• PROBLEM TO SOLVE:
Every line from the line containing "green shawl in the picture above?" through the final line below is to be repeated exactly; no other line is.

(Point labeling dataset excerpts)
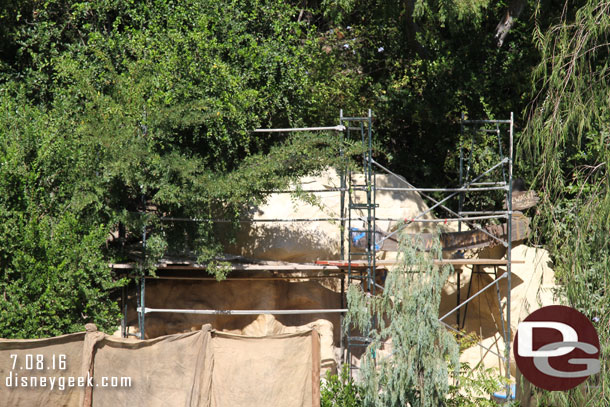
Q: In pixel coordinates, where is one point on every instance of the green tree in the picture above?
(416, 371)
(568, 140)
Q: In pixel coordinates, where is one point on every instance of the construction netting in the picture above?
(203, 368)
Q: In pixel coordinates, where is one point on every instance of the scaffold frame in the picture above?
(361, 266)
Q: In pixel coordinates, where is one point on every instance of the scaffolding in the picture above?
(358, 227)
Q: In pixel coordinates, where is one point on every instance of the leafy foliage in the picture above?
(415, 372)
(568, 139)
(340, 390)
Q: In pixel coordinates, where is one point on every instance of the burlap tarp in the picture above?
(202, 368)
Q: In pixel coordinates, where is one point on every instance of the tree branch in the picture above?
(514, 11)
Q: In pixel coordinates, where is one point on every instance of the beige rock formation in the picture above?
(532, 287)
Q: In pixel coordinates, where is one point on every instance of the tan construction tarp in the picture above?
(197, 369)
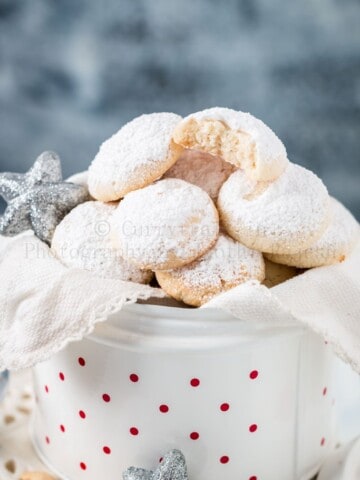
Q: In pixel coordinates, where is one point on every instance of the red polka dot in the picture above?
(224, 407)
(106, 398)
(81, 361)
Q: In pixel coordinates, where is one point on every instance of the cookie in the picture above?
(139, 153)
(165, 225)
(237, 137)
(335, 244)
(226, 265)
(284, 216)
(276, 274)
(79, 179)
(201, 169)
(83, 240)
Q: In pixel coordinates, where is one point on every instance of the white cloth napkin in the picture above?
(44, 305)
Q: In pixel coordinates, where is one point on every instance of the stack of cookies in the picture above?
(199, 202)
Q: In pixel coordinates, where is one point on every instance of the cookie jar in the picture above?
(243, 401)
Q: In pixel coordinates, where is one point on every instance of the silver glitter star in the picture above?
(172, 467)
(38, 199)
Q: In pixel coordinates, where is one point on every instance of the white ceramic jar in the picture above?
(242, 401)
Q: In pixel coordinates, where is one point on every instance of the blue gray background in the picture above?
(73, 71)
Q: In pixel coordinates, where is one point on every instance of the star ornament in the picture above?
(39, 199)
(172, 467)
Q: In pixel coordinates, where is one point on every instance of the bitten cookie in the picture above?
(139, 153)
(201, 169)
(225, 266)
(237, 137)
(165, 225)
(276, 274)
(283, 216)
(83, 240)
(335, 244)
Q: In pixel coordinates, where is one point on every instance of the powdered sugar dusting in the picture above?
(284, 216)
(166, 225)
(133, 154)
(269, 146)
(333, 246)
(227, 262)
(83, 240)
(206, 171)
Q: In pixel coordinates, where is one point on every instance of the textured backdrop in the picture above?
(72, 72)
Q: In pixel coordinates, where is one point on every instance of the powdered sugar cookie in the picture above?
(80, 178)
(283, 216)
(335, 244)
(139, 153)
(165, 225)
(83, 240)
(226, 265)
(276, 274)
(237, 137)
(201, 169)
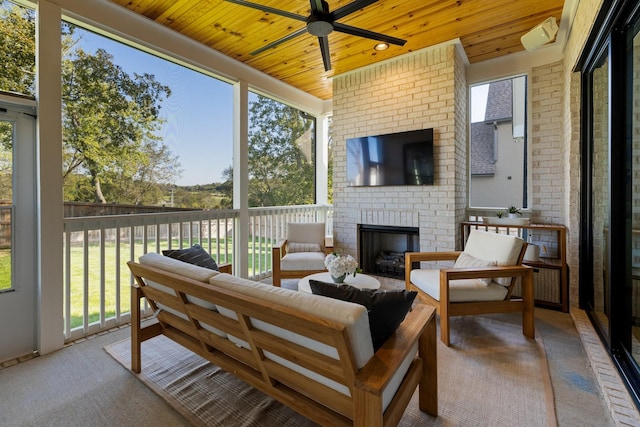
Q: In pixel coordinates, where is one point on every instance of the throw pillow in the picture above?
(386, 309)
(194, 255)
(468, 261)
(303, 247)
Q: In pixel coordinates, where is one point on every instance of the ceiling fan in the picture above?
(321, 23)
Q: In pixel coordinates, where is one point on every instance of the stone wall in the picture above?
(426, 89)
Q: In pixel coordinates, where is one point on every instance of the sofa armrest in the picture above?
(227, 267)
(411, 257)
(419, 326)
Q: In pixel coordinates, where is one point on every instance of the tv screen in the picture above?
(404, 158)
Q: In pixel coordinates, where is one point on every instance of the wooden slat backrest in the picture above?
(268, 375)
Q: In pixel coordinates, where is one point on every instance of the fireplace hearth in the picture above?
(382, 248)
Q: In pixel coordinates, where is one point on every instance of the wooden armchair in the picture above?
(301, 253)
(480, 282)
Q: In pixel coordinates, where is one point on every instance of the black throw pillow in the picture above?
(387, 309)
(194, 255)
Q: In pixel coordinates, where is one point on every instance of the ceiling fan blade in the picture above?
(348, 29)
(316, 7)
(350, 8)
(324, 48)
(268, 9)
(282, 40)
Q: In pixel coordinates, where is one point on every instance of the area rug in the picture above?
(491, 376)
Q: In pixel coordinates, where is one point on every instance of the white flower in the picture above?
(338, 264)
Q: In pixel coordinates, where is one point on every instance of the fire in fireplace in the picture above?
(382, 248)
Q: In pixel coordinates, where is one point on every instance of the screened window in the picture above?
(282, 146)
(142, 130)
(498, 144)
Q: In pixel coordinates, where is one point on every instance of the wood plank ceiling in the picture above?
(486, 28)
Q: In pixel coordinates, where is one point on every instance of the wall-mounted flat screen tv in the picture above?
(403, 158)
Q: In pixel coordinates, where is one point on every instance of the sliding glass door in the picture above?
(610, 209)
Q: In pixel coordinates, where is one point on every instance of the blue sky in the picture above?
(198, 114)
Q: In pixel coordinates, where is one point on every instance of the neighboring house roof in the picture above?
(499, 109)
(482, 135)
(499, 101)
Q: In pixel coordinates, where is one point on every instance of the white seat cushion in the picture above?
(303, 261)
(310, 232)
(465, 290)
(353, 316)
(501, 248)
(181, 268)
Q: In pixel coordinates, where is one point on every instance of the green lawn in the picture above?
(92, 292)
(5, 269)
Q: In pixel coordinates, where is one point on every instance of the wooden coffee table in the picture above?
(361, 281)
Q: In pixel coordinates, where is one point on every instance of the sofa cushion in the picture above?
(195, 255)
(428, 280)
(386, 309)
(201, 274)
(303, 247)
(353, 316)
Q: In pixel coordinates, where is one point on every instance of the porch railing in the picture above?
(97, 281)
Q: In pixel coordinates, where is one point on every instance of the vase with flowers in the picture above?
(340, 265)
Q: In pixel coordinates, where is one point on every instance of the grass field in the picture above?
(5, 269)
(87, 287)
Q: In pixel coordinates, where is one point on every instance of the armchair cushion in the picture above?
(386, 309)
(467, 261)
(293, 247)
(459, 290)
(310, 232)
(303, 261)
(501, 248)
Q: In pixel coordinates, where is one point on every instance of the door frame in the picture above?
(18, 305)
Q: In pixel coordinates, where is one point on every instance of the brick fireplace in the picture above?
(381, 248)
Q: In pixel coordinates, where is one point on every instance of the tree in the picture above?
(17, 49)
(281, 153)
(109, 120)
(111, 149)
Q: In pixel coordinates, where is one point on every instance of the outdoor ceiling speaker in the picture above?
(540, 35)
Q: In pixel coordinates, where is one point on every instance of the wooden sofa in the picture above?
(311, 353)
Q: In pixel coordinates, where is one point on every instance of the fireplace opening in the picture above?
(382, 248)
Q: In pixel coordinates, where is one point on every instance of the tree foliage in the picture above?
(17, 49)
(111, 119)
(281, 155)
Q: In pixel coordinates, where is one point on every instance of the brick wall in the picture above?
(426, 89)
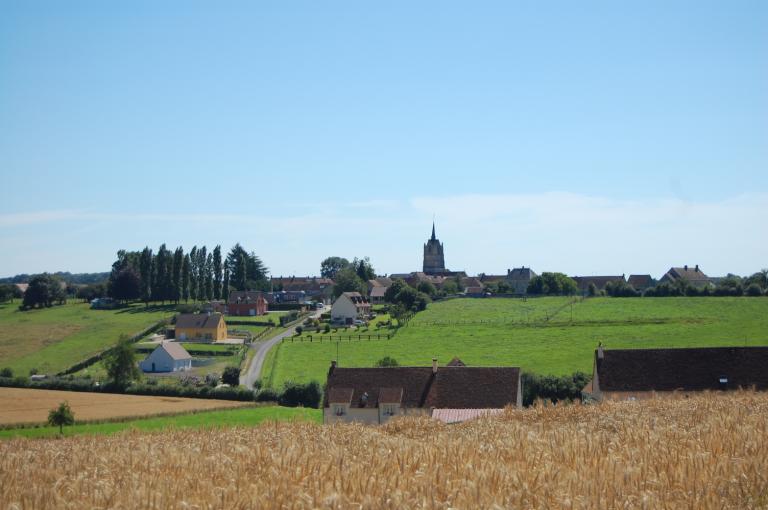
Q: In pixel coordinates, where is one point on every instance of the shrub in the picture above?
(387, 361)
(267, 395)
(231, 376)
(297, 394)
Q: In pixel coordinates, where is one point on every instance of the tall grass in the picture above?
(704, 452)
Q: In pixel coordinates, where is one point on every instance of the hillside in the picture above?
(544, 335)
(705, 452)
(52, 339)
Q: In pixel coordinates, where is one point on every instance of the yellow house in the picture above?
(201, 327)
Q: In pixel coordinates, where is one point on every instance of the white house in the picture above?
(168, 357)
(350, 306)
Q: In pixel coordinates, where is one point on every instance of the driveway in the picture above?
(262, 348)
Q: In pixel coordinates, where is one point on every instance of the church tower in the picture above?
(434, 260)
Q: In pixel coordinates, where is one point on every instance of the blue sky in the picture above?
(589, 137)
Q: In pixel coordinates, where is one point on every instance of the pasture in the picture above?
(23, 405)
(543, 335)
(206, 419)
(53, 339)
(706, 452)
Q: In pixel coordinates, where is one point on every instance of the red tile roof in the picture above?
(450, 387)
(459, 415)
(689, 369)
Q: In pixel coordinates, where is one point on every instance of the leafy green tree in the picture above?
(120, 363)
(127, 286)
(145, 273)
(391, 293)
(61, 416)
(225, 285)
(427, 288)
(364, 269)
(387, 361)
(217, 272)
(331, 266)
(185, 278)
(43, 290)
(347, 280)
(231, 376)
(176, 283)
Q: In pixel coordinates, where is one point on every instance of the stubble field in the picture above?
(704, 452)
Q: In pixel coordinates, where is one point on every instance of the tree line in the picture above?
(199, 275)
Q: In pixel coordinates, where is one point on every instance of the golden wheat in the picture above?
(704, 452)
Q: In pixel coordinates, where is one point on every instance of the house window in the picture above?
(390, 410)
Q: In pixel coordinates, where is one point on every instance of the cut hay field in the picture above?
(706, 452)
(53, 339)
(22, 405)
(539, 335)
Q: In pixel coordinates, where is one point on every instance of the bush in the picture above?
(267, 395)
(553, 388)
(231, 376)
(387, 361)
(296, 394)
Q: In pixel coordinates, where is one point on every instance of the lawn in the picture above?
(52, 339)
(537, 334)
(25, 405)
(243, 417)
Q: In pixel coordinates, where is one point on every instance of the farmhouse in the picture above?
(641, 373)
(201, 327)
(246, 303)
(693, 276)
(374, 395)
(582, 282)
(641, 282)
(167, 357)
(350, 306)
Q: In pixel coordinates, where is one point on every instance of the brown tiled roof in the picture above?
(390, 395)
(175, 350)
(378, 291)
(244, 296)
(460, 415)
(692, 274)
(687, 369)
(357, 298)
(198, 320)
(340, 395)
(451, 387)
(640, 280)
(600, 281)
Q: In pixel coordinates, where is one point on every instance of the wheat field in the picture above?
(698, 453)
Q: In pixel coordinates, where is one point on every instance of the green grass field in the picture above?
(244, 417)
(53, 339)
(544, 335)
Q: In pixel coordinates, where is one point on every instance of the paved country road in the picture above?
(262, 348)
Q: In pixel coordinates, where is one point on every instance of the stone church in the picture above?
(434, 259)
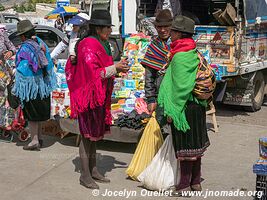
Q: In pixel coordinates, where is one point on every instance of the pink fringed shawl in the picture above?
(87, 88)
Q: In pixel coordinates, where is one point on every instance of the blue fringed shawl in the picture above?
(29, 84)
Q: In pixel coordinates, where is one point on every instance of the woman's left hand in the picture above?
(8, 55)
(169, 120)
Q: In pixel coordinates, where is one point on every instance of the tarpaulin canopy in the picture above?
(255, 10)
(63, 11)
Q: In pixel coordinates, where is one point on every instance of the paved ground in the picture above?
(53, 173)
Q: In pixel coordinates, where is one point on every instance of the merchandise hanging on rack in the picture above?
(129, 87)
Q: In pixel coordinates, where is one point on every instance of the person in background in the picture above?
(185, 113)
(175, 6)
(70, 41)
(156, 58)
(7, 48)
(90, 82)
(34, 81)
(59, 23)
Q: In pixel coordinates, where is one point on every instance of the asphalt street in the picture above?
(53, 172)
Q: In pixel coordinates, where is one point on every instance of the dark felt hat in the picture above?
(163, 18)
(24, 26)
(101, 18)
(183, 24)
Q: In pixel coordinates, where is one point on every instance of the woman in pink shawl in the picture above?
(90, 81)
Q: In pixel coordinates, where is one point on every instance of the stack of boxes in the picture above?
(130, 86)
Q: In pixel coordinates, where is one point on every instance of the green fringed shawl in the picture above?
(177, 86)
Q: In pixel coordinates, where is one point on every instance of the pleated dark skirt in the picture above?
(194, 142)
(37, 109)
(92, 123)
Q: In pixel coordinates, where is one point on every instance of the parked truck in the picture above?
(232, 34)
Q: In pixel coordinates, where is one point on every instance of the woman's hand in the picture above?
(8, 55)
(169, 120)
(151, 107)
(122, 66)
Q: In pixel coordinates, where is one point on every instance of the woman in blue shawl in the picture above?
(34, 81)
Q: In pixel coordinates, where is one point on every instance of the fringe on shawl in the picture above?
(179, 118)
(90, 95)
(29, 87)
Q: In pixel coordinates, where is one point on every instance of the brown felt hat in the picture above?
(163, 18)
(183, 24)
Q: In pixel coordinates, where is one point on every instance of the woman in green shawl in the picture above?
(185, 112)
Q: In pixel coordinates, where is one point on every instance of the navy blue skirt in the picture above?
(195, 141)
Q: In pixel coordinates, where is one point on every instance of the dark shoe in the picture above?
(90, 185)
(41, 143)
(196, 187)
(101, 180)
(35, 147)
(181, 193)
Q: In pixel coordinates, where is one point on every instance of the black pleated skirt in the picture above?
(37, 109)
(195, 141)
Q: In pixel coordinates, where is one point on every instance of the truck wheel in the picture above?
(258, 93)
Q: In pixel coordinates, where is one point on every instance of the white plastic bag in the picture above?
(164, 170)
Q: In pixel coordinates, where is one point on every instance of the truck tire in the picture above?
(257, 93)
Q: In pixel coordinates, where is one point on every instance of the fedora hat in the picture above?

• ANSWER:
Q: In pixel coordinates, where is one point on every instance of the woman in green shawl in the picture above?
(185, 112)
Q: In pixel coordinates, where is one point on every instance of the navy blue skirt in the picture above?
(195, 141)
Q: In pixel coordinates, where is one point on every instance of the dark shoe in the picture above?
(90, 185)
(41, 143)
(196, 187)
(101, 180)
(35, 147)
(181, 193)
Q: In pixel coordinates, where is one point on every instance of the black pleated skirt in the picture above?
(37, 109)
(195, 141)
Q: In pixel coordinates, where is one point on every instance of the truck wheel in the picture above?
(258, 93)
Q: In pixel coordinates, where is one point on every instance of the white plastic bag in the picture above?
(164, 170)
Q: In pixel coordinates, where is one point on every instance of the truck tire in the picture above?
(257, 93)
Q: In pixel coordinates, where is one point on every instance of the fedora hat in the picture above?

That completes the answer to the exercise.